WORK INSTRUCTIONS –
Please rewrite all of the material below, substituting "mark" for every "locate" and leaving everything else unchanged. Leave the pictures out.

[start]

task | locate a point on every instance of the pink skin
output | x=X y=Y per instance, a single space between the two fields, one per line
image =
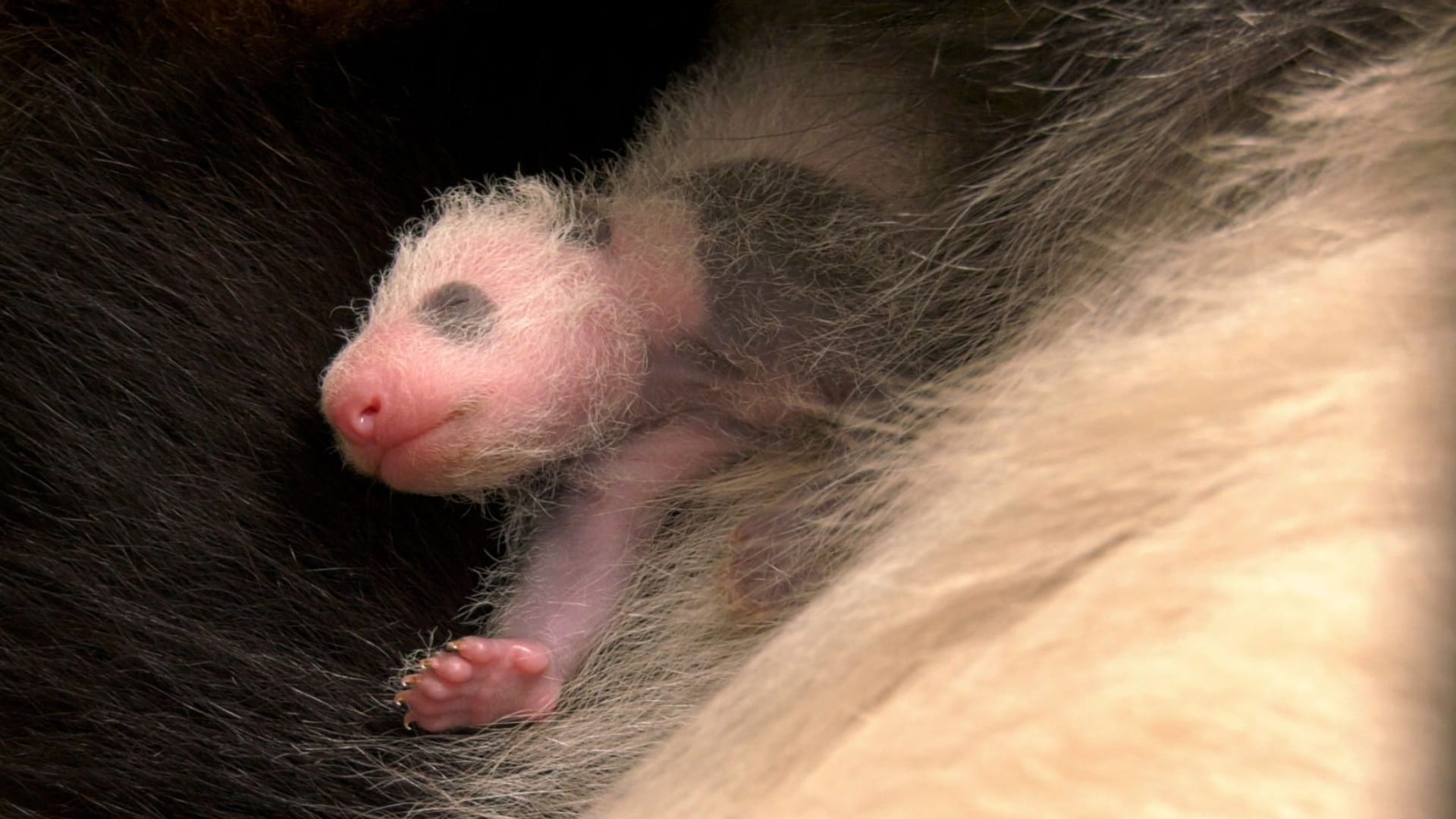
x=574 y=576
x=430 y=414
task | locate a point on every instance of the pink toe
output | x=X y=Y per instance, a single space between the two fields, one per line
x=530 y=659
x=476 y=649
x=453 y=670
x=435 y=689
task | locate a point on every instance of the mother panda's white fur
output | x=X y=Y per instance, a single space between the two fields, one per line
x=1184 y=554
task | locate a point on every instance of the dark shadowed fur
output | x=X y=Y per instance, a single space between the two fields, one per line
x=199 y=605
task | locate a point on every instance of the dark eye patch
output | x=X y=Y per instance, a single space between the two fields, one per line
x=457 y=311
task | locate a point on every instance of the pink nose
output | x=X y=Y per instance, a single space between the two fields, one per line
x=356 y=417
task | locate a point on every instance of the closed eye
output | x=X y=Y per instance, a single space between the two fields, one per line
x=457 y=311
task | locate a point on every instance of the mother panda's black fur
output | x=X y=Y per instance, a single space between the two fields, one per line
x=199 y=604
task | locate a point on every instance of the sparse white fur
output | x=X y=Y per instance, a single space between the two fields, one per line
x=1183 y=551
x=1187 y=556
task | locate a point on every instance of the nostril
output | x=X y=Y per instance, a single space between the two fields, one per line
x=364 y=420
x=357 y=420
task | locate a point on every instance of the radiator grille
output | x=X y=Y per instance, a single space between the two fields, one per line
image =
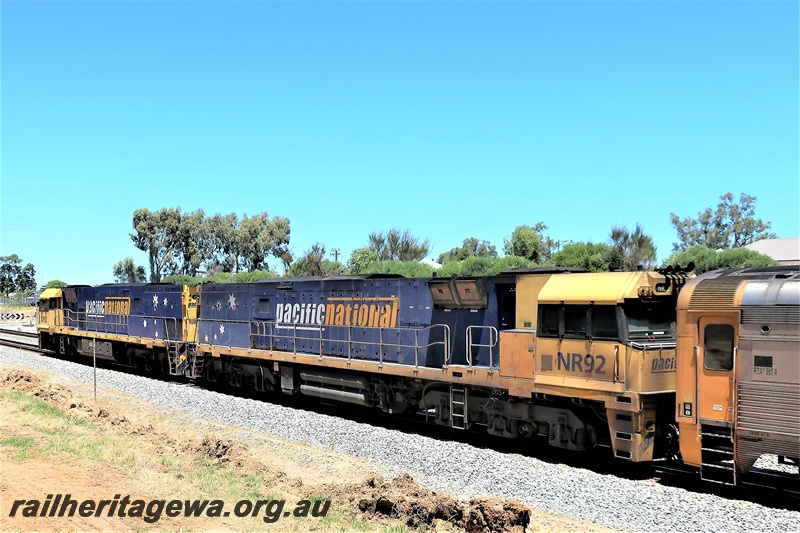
x=775 y=314
x=715 y=293
x=770 y=408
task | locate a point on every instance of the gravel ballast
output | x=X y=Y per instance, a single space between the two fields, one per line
x=462 y=469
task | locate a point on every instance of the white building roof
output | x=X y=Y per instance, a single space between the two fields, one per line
x=781 y=250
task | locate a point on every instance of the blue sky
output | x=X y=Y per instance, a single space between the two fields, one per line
x=451 y=119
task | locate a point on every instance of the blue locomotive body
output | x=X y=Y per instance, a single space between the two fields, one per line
x=392 y=320
x=151 y=311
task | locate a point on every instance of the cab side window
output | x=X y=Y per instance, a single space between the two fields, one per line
x=718 y=347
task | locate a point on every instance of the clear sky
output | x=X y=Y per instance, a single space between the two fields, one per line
x=451 y=119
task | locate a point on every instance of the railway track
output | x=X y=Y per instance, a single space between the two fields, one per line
x=764 y=486
x=20 y=344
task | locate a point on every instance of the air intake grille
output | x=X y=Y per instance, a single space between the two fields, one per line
x=717 y=293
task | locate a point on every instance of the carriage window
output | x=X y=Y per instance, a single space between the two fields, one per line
x=575 y=321
x=548 y=321
x=718 y=347
x=604 y=322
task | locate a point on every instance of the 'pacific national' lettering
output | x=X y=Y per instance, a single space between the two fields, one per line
x=362 y=312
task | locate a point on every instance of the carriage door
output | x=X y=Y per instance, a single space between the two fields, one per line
x=715 y=396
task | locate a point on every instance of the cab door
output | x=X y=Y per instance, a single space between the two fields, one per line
x=716 y=368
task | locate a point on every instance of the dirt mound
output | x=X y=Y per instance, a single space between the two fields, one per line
x=404 y=499
x=27 y=383
x=218 y=449
x=62 y=397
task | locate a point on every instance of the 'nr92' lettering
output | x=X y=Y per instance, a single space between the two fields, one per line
x=576 y=362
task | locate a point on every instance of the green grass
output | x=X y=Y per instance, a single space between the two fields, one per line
x=37 y=406
x=25 y=448
x=19 y=442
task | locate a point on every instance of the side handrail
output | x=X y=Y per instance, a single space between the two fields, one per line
x=493 y=338
x=269 y=333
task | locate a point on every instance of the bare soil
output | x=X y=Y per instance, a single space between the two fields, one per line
x=125 y=446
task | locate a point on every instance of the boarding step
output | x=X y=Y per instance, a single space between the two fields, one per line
x=458 y=407
x=717 y=455
x=173 y=357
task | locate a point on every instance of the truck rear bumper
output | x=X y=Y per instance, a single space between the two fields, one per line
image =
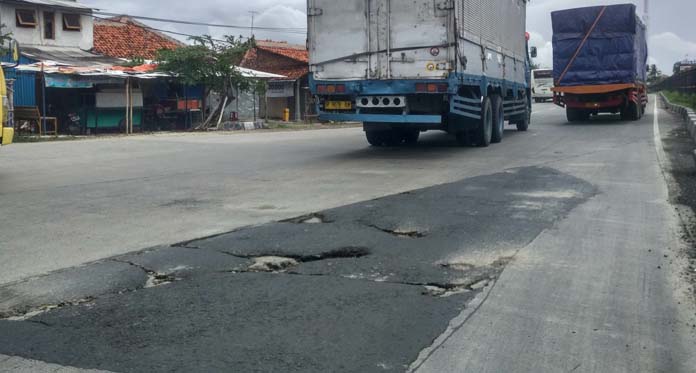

[end]

COMPLETE ANSWER –
task | mark a point on every instance of the pink skin
output | x=X y=Y per instance, a single space between the two fields, one per line
image =
x=574 y=576
x=430 y=414
task | mark a point on every instance of the pink toe
output | x=X y=Y per instance, a single space between the two fields, one per line
x=530 y=659
x=476 y=649
x=453 y=670
x=435 y=689
task | mark a point on every instance of the mother panda's white fur
output | x=X y=Y per instance, a single space between the two fields, one per line
x=1184 y=554
task | mark a point on every instance of the dark shadowed fur
output | x=X y=Y per instance, a single space between the two fields, one per line
x=199 y=605
task | mark a point on every instance of the dark eye patch
output | x=X y=Y per instance, a single space between the two fields, one per line
x=457 y=311
task | mark a point on every instance of the pink nose
output | x=X y=Y per instance, a single space between the two fields, one per line
x=356 y=417
task | mark a point on every instance of the closed eye
output | x=X y=Y per instance, a single space between the two fields, one per line
x=457 y=311
task | mark a point on every instance of the mother panda's black fur
output | x=X y=Y per instance, a single space between the two fields, one per line
x=199 y=604
task | mark a point on every instance of the sparse white fur
output | x=X y=Y per instance, a single space between the two fields, one per line
x=1183 y=551
x=1187 y=556
task | mark a point on every instance of the nostril
output | x=X y=Y per instance, a single space between the two fields, one per line
x=364 y=420
x=357 y=420
task | mark a point on every instance of the radiator grille
output | x=X y=Y per instance, a single space between the two fields, one per line
image =
x=775 y=314
x=715 y=293
x=770 y=408
task | mark a point on every instance of the gravel ballast
output | x=X y=Y per instance, a single space between the two fields, one per line
x=462 y=469
task | mark a point on every instance of the white building roof
output | x=X y=Y per instance, a single space between the two fields, one per line
x=781 y=250
task | mark a point on every instance of the blue sky
output | x=X y=Y per instance, a single space between the two fields, one per line
x=451 y=119
task | mark a point on every instance of the blue locomotive body
output | x=X y=Y per instance, a single space between the two fields, one per line
x=392 y=320
x=151 y=311
task | mark a point on every instance of the cab side window
output | x=X y=Y per instance, a single space between the two fields, one per line
x=718 y=347
task | mark a point on every instance of the clear sky
output | x=X y=Y per instance, a single space between the two fields, one per line
x=451 y=119
task | mark a point on every instance of the railway track
output | x=X y=Y per instance, a single space between the two fields, one per line
x=764 y=486
x=20 y=344
task | mark a point on every instance of the air intake grille
output | x=X y=Y per instance, a single space between the two fields, one per line
x=717 y=293
task | mark a point on every instance of the carriage window
output | x=X y=Y per instance, a single space between the two fields, one per line
x=575 y=321
x=548 y=321
x=718 y=347
x=604 y=322
task | mark a point on every instance of the 'pacific national' lettering
output | x=X y=Y per instance, a single space between the two fields, one per line
x=362 y=312
task | mark a point on every instance of the carriage door
output | x=X y=Y per instance, a single space between the two fields, one per line
x=715 y=396
task | mark a point on every instance of the cab door
output | x=X y=Y per instance, a single space between the two fields, one per line
x=716 y=368
task | mark a point on every instance of the dirt mound
output | x=X y=Y per instance, a single space between the two fields, one per line
x=404 y=499
x=27 y=383
x=218 y=449
x=62 y=397
task | mark a point on every instance of the 'nr92' lettering
output | x=X y=Y per instance, a single space between the two fields, one per line
x=576 y=362
task | mark a point on every instance of the green grass
output | x=X y=Y per instance, a single space between the two fields, one per line
x=37 y=406
x=25 y=448
x=19 y=442
task | mark a point on every instance of the side handrail
output | x=X y=Y per instance, a single space between the two fields, one per line
x=493 y=338
x=269 y=333
task | mark a point on every instance of the bare soil
output | x=X y=Y per instance, a single space between the two fields, one per line
x=125 y=446
task | mark a point on every instance of the boarding step
output | x=X y=Y per instance, a single space between the two fields, one per line
x=458 y=407
x=717 y=455
x=173 y=357
task | mark a point on every instance of the truck rear bumper
output | x=X y=Y per instance, a single space between the two fields, one per line
image =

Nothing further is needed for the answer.